Work instruction: Repeat the portion of the garter snake classification that starts at "- Subspecies: 12" and ends at "Authority: (Linnaeus, 1758)", copying it exactly.

Text excerpt:
Scientific classification
- Kingdom: Animalia
- Phylum: Chordata
- Class: Reptilia
- Order: Squamata
- Suborder: Serpentes
- Family: Colubridae
- Genus: Thamnophis
- Species: T. sirtalis
- Binomial name: Thamnophis sirtalis (Linnaeus, 1758)
- Subspecies: 12 sspp., see text
- Synonyms: Coluber sirtalis Linnaeus, 1758; Tropidonotus sirtalis — Holbrook, 1842; Tropidonotus ordinatus — Holbrook, 1842; Eutainia sirtalis — Baird & Girard, 1853; Eutænia sirtalis — Cope, 1875; Thamnophis sirtalis — Garman, 1892;

= Common garter snake =

- Genus: Thamnophis
- Species: sirtalis
- Authority: (Linnaeus, 1758)

Data shown:
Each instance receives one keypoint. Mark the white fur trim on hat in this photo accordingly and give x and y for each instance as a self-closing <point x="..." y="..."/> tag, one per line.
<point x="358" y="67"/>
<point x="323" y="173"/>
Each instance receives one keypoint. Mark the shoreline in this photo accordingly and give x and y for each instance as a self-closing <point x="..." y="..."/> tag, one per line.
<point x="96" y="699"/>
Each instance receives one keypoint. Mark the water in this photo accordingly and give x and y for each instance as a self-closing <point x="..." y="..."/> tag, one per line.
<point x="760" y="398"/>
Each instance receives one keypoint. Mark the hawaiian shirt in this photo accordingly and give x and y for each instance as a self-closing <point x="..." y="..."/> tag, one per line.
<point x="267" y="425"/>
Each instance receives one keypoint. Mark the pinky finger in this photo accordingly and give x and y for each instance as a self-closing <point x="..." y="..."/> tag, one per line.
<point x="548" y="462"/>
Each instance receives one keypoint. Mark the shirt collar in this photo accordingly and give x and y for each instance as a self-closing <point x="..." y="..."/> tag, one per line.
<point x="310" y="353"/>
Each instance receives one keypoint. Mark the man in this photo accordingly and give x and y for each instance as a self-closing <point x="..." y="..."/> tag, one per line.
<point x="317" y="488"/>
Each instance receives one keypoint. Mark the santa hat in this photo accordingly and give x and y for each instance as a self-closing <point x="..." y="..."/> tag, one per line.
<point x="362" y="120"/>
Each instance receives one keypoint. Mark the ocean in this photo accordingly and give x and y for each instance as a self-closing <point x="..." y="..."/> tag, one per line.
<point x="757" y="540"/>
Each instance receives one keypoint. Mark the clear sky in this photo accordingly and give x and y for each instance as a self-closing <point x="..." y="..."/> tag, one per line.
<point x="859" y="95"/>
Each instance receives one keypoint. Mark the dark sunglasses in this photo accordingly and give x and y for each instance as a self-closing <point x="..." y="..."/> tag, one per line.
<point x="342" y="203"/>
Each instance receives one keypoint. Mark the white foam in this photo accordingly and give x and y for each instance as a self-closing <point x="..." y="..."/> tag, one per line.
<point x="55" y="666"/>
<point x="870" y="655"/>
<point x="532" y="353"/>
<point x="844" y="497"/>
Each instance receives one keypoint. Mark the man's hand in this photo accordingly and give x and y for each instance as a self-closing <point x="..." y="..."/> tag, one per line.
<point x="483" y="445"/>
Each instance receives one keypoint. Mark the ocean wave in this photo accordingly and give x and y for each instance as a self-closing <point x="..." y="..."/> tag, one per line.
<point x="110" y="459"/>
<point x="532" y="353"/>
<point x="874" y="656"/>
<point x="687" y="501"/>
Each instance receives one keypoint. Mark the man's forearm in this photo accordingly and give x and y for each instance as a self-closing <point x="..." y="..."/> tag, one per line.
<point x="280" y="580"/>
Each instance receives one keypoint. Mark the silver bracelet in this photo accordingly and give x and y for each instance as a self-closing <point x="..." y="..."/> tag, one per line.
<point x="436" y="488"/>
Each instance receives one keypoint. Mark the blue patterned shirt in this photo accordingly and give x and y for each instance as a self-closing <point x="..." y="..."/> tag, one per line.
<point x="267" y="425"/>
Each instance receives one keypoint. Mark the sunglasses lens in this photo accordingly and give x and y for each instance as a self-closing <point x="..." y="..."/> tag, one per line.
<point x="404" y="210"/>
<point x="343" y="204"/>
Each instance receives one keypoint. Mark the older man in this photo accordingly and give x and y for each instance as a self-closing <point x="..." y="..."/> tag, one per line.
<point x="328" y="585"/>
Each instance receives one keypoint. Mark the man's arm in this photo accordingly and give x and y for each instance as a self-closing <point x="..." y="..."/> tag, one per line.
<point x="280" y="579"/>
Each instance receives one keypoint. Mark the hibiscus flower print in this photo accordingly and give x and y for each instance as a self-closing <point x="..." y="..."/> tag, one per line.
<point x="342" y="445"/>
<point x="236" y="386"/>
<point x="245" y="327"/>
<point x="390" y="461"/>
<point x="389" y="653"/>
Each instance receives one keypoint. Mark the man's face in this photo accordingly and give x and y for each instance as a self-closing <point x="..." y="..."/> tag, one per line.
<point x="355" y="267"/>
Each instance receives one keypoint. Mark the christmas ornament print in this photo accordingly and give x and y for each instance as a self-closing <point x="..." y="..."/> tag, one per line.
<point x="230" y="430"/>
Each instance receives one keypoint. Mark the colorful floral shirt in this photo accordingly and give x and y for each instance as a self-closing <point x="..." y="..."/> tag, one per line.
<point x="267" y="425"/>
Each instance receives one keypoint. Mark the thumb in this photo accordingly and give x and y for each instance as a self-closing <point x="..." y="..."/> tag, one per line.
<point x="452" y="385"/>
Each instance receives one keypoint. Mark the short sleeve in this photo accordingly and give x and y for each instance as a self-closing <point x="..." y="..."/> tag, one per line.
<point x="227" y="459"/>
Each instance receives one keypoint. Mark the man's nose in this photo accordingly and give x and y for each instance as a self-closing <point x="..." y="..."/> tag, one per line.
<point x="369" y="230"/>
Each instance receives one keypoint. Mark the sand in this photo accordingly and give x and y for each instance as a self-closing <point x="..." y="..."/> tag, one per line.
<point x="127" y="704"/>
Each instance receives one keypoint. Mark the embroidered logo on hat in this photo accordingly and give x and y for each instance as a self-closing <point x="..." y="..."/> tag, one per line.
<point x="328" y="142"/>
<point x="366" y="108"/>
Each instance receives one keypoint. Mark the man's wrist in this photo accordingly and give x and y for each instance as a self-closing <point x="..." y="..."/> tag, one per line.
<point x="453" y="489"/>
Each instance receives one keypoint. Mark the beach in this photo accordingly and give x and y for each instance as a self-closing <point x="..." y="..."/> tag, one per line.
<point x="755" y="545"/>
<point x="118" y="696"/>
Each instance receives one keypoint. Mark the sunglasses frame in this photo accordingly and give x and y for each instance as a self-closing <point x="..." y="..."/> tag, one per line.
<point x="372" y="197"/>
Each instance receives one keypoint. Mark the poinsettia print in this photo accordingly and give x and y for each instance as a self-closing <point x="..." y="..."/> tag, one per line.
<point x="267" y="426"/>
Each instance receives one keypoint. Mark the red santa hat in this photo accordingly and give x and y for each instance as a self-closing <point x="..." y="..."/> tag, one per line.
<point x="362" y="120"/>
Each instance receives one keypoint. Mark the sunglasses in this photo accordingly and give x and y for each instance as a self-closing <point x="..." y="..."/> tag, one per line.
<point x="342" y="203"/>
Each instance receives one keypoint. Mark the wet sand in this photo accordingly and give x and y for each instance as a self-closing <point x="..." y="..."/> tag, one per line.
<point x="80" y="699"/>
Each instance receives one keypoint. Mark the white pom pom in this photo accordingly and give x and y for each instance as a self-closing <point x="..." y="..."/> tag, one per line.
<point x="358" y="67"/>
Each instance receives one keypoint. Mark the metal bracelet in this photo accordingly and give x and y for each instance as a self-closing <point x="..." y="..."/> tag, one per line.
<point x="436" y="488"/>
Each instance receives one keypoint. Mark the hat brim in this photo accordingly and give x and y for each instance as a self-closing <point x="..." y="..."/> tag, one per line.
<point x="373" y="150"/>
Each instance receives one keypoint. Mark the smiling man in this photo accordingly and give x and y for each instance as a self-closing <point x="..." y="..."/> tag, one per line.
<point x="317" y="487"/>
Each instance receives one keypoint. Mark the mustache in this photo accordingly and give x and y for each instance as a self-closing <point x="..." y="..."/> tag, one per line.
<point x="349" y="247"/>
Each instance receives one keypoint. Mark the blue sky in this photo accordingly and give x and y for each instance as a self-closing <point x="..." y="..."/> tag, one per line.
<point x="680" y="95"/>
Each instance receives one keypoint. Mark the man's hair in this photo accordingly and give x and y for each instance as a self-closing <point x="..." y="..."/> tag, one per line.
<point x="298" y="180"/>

Task output:
- Subspecies: 12 sspp., see text
- Synonyms: Coluber sirtalis Linnaeus, 1758; Tropidonotus sirtalis — Holbrook, 1842; Tropidonotus ordinatus — Holbrook, 1842; Eutainia sirtalis — Baird & Girard, 1853; Eutænia sirtalis — Cope, 1875; Thamnophis sirtalis — Garman, 1892;

= Common garter snake =

- Genus: Thamnophis
- Species: sirtalis
- Authority: (Linnaeus, 1758)